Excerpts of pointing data
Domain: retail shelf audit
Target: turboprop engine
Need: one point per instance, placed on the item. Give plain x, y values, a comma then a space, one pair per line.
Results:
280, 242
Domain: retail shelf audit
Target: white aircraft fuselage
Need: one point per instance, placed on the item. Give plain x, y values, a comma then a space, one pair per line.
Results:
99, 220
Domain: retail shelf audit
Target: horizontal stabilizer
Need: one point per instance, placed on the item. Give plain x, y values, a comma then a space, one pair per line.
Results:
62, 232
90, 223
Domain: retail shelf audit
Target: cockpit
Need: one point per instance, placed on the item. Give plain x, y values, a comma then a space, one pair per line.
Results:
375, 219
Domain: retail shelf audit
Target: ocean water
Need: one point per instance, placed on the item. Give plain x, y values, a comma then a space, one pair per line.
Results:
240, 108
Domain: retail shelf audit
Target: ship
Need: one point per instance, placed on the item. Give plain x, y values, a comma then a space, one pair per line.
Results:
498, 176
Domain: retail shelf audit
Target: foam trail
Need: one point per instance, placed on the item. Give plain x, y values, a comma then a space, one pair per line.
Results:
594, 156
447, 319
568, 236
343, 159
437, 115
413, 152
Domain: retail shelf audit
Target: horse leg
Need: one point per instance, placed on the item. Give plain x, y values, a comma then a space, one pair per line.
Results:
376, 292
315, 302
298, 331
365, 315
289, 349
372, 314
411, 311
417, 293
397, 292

**Exercise goal**
Output all records verbatim.

**Output for this exercise**
Domain: retail shelf audit
Target: turboprop engine
Need: one point per instance, placed on the item. Give plain x, y values, a comma then a space, one pair per line.
Results:
280, 242
Domain: retail shelf audit
Target: white aircraft fuselage
Need: one point per instance, placed on the item. Give plain x, y values, a comma then a space, one pair per line.
Results:
99, 220
Domain: retail shelf audit
Target: horizontal stabilizer
Need: one point per instance, placed on the item. Give plain x, y values, a comma then a space, one pair per line.
Results:
62, 232
90, 223
Domain: retail shelf audit
Target: cockpit
Need: one point per instance, placed on the item. Give plain x, y values, a comma then a space, one pair per line.
Results:
375, 219
Domain: retail shelf audit
Target: ocean water
Need: one point per instance, placed on the item. Give plain x, y values, a comma then a space, one pair per line.
Results:
240, 108
Domain: retail shelf audit
Target: ship
Need: one point per instance, placed on the item. Give plain x, y values, a comma then a space, one pair per line.
Results:
498, 176
Domain: retail shelf audit
Target: foam trail
Need: one point per instance, placed on the item. Give plain x, y values, a comma then a space, one pair per line.
Results:
594, 156
447, 319
568, 236
343, 159
437, 115
413, 152
Domain: retail shelf audit
Target: horse leg
Need: one point per instance, placed on the item. Give plain x, y values, a comma then a space, one pair per line.
Results:
376, 292
315, 302
298, 331
365, 315
289, 349
372, 314
411, 311
417, 293
397, 292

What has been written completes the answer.